EXERCISES TO COMPLETE →
1) Answer these questions about the excerpt about the polio vaccine:
(a) At what age was Roosevelt diagnosed with polio?
(b) In what month and year did the vaccine trial begin?
(c) According to the National Institutes of Health, how many deaths resulted from the California-based laboratory's defective process?
2) Carry the excerpt about the polio vaccine forward from its final sentence.

Roosevelt was himself diagnosed with polio at the age of 39 — though medical experts now agree he likely had Guillain-Barre syndrome, following a 2003 study by Texas researcher Dr. Armond Goldman — and was at the head of the foundation when more than $85,000 was sent to the White House in dimes, quarters and dollar bills to help fight polio.

“Everyone felt a part of the polio epidemic and research, and that money would go to crutches” and other items to help polio victims, Kurlander said.

Eventually, that money went toward larger efforts — including funding Salk's vaccine-finding efforts beginning in 1947.

'Polio is conquered'

A team of researchers at Pitt worked to create an inactivated-virus vaccine against polio, something that went against conventional wisdom at the time, according to the university. At that point, researchers thought only live — but weakened — viruses could provide effective inoculation.

Going against the grain, the researchers created the “killed” virus vaccine and Salk administered the vaccine to himself and others in his lab and family without noticing adverse effects, according to the Salk Institute for Biological Studies in La Jolla, Calif.

But more crucial than those receiving the trial drug not developing side effects was that they developed antibodies against the devastating illness.

That research led Salk to drive a massive testing effort, injecting nearly a half-million children in 12 states with the vaccine in a 1.8-million-person trial. The trial began in April 1954 and led such positive results that the University of Michigan — where data results were analyzed — announced the “vaccine works. It is safe, effective and potent.”

A Pittsburgh Press headlined summed it up more succinctly: “Polio is conquered.”

The same day, the Butler Eagle reported the Pennsylvania Health Department readied 11 centers to distribute the vaccine to nearly 500,000 first- and second-grade students in the state.

Butler County would begin its mass inoculation program the following week at the Slippery Rock Laboratory School, the North Butler County Joint School and the Mars High, Evans City and Center Township schools.

In the U.S. as a whole, though, polio immunizations were not fully successful. A California-based laboratory had a defective process of inactivating the virus, leading to 40,000 cases, 200 paralyses and 10 deaths, according to the National Institutes of Health.

“People need to understand why it takes so long, to see if a vaccine works,” Kurlander said. “It's not just that it takes a year, but what's that year involve?”

SOURCE INFORMATION →
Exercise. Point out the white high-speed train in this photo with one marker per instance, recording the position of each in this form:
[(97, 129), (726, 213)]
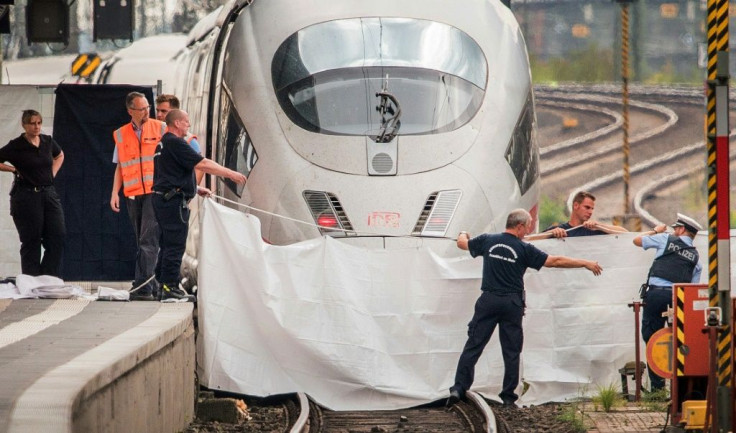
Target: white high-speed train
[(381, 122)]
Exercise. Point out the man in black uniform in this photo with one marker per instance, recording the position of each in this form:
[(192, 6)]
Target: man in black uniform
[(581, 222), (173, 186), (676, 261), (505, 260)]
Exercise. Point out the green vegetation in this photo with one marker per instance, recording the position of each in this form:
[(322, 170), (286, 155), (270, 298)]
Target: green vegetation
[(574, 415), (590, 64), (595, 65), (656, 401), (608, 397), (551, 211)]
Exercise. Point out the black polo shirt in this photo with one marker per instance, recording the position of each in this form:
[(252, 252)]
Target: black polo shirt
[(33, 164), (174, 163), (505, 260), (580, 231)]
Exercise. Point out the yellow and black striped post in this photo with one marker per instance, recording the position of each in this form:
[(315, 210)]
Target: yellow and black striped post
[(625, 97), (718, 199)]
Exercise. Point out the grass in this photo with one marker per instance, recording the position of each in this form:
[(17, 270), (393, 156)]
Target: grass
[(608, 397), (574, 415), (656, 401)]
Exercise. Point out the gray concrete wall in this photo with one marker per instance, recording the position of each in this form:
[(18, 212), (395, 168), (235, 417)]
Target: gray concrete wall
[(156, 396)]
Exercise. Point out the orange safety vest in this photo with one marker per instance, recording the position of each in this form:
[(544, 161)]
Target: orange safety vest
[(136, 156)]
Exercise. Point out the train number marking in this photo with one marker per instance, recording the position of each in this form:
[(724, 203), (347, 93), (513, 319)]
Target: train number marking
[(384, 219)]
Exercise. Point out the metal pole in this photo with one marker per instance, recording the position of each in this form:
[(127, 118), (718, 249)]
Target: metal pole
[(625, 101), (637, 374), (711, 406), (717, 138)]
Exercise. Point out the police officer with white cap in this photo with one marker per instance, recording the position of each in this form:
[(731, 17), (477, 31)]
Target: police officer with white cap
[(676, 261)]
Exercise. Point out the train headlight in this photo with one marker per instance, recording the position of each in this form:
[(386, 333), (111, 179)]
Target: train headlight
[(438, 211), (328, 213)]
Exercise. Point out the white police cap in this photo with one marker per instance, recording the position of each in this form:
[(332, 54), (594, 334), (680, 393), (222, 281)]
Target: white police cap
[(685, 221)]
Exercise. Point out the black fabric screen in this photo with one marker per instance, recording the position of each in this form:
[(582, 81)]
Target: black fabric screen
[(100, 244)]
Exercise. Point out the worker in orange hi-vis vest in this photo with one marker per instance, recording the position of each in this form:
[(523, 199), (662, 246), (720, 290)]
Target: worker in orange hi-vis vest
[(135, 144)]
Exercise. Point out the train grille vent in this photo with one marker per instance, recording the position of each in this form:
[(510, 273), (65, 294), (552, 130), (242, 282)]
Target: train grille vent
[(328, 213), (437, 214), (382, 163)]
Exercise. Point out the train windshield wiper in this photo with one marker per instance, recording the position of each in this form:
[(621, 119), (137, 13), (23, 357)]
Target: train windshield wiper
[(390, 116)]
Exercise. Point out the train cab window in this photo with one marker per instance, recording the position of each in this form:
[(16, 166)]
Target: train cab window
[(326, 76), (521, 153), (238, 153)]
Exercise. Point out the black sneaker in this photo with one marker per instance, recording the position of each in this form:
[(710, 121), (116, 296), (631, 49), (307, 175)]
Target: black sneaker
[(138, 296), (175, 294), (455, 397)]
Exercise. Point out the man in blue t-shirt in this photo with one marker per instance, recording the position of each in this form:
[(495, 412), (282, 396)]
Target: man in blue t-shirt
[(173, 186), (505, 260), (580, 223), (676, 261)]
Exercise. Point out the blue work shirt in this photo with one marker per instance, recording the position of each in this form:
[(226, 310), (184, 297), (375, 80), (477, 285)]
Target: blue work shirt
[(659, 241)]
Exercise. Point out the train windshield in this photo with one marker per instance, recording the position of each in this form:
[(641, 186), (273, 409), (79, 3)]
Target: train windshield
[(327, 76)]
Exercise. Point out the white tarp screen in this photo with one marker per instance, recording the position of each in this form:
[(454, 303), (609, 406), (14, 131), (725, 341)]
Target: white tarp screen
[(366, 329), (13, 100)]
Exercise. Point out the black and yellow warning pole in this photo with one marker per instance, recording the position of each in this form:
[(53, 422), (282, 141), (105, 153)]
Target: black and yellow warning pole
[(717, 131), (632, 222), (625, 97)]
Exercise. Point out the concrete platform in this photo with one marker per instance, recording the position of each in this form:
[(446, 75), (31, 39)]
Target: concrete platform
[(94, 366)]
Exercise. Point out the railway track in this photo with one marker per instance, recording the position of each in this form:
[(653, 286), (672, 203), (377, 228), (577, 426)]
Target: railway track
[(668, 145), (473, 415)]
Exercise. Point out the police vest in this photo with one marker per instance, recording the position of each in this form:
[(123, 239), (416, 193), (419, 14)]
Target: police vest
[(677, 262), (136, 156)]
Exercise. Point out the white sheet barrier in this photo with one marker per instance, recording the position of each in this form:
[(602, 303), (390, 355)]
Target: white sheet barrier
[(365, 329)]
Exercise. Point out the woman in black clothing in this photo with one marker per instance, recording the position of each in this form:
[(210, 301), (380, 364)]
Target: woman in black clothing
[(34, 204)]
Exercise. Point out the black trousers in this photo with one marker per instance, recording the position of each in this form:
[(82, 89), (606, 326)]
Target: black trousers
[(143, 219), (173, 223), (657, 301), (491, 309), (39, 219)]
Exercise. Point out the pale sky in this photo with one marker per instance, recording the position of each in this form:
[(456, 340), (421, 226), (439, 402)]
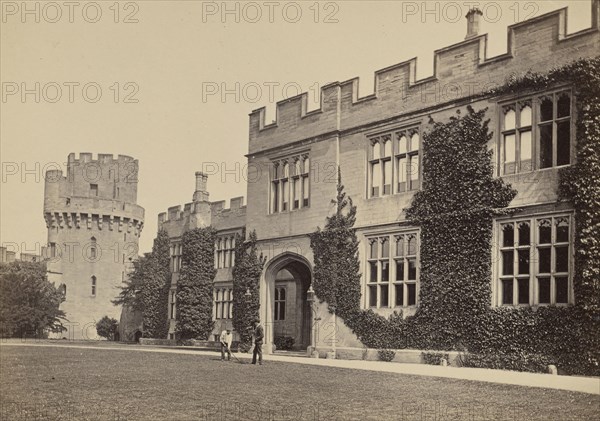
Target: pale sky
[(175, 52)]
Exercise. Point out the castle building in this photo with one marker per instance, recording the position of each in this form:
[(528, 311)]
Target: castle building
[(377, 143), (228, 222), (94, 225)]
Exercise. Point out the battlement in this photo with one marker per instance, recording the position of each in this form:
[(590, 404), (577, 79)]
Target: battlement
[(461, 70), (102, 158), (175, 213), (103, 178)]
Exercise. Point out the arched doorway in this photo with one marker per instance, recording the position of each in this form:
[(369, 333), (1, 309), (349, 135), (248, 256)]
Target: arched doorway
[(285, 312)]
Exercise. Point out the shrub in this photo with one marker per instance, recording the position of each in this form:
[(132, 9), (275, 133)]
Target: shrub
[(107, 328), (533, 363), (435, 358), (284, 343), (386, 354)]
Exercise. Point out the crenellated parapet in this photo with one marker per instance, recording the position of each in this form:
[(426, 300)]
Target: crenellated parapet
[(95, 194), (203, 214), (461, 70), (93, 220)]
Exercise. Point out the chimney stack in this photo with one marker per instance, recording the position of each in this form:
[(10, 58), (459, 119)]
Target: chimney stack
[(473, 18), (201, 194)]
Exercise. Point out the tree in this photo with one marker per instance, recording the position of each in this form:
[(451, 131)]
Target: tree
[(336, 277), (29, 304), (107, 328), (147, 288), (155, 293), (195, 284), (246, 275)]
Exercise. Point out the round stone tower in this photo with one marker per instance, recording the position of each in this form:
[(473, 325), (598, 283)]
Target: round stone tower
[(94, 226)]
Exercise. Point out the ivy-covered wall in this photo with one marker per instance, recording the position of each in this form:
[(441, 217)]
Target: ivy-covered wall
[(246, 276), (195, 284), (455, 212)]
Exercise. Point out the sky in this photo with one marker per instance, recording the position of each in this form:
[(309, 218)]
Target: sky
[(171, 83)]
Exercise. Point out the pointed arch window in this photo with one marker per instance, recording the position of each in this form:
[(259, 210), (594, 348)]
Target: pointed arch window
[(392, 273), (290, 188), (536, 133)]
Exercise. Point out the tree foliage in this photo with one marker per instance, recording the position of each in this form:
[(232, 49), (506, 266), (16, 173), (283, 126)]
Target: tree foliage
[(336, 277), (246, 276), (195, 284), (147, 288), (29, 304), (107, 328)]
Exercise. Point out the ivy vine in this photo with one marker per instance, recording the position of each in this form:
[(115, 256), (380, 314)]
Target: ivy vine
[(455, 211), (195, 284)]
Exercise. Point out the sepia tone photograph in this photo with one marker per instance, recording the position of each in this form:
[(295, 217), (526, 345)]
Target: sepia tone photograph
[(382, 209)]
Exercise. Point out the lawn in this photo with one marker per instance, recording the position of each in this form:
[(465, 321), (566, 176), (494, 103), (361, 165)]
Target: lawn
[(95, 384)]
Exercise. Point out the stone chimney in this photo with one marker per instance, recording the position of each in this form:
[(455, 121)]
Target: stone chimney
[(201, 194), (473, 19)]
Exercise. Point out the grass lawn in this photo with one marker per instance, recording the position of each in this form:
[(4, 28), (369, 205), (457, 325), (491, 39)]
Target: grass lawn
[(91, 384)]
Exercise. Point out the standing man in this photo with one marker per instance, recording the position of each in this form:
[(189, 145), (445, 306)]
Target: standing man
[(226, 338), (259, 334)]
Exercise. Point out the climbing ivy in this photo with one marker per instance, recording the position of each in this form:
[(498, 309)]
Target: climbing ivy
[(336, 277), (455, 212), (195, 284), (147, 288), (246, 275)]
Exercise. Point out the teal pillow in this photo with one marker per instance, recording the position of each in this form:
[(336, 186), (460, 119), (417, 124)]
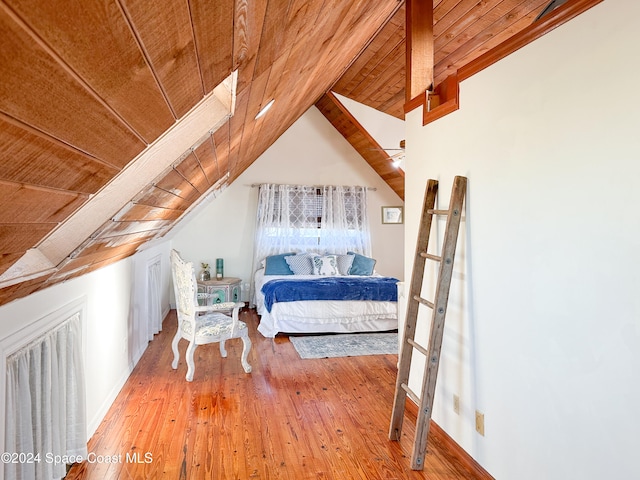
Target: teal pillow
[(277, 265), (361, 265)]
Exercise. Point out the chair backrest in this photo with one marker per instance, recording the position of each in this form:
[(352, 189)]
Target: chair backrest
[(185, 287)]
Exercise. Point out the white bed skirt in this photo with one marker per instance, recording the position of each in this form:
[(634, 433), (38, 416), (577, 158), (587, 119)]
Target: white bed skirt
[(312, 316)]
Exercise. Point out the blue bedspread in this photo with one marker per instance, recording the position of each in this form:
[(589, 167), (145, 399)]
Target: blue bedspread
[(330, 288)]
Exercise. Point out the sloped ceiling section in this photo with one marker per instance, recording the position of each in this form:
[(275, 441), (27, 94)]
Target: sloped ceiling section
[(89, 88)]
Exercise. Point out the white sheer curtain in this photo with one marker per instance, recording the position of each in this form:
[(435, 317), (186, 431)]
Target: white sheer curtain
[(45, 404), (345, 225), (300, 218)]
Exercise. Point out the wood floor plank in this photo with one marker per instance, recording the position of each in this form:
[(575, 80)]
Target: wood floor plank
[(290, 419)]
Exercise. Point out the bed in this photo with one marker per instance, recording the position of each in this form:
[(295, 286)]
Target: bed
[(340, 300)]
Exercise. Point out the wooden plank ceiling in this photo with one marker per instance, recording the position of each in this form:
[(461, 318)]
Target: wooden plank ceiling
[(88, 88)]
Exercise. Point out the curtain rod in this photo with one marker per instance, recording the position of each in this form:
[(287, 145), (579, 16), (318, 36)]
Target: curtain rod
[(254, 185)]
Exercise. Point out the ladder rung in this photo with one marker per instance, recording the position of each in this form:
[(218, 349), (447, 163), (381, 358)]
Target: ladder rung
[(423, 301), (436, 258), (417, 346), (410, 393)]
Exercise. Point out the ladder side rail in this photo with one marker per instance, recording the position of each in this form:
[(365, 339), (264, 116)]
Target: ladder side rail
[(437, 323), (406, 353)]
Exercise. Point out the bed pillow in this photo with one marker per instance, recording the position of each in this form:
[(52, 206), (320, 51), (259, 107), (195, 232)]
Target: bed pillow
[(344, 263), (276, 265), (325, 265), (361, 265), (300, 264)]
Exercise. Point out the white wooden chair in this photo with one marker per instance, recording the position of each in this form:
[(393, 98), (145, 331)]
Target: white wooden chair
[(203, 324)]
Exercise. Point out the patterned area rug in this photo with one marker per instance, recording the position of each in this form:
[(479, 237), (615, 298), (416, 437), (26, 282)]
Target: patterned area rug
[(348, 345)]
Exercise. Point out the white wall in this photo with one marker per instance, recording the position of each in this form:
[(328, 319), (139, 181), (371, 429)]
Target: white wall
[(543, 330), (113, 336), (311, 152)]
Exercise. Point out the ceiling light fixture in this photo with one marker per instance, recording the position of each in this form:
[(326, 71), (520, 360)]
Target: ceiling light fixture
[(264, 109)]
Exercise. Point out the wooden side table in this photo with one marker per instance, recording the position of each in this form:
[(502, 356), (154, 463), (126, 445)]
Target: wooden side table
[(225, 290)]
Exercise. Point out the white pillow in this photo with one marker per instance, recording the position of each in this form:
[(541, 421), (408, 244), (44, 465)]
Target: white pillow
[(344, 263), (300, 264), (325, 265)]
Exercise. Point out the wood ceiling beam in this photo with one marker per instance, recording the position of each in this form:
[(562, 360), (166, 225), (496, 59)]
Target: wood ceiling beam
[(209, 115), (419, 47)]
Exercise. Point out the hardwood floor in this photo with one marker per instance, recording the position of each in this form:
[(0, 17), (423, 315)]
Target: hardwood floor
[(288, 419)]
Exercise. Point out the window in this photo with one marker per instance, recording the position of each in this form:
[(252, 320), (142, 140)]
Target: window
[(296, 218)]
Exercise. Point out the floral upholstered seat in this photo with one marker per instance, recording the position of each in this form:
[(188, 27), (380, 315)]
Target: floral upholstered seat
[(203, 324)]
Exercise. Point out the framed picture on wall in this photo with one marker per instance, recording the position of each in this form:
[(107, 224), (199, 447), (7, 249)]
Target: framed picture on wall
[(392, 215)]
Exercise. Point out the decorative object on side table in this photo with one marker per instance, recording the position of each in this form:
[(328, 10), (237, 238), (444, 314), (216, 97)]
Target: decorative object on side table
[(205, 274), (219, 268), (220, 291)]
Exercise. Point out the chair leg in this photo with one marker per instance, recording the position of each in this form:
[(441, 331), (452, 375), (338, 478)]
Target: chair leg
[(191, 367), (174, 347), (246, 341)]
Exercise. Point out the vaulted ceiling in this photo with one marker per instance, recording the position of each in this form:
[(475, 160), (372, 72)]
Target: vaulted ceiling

ANSWERS TO THE PROBLEMS →
1)
(a) 39
(b) April 1954
(c) 10

2)
Though the Salk vaccine was eventually supplanted by a live vaccine introduced in 1961 by Albert Sabin, the immunizations were widely implemented and, as such, successful, with the disease eradicated from the U.S. before 1980.

“In order for vaccines to work, everyone's got to do it,” Kurlander said. “And then, of course, there's anti-vaccination people who are skeptical of any vaccine.”

International efforts

To this day, cases of polio are endemic in two countries: Afghanistan and Pakistan.

Rotary International has worked since 1988 to inoculate more people in those countries and, while that program has not been 100 percent successful, work continued up until the coronavirus outbreak.

Grant, who has his own perspective on the disease after contracting it 67 years ago, said today's measures against the coronavirus are more drastic than anti-polio efforts.

“Things were not closed down the way they are today,” Grant said.

According to the International Rotary, 430 million children in 39 countries were vaccinated against the disease in 2017. In 2019, the organization announced $100 million in grants to help fight the “last mile of eradication.”

Those efforts may be on hold, however, as clubs all over the globe focus efforts on the COVID-19 pandemic.

“We just got word from Rotary International that they have suspended the worldwide (polio) eradication program that Rotary supports,” Grant said. “And all those resources and all those people are going to be available” to fight COVID-19.

And as Rotary reallocates its resources to fight the coronavirus, Kurlander said he believes the lessons from the fight against the paralyzing disease can help in the current pandemic.

”You can't tell when you're in it, but you have to look back and see polio to have that reassurance that we did this before, good came out of it, and we can do it again,” he said.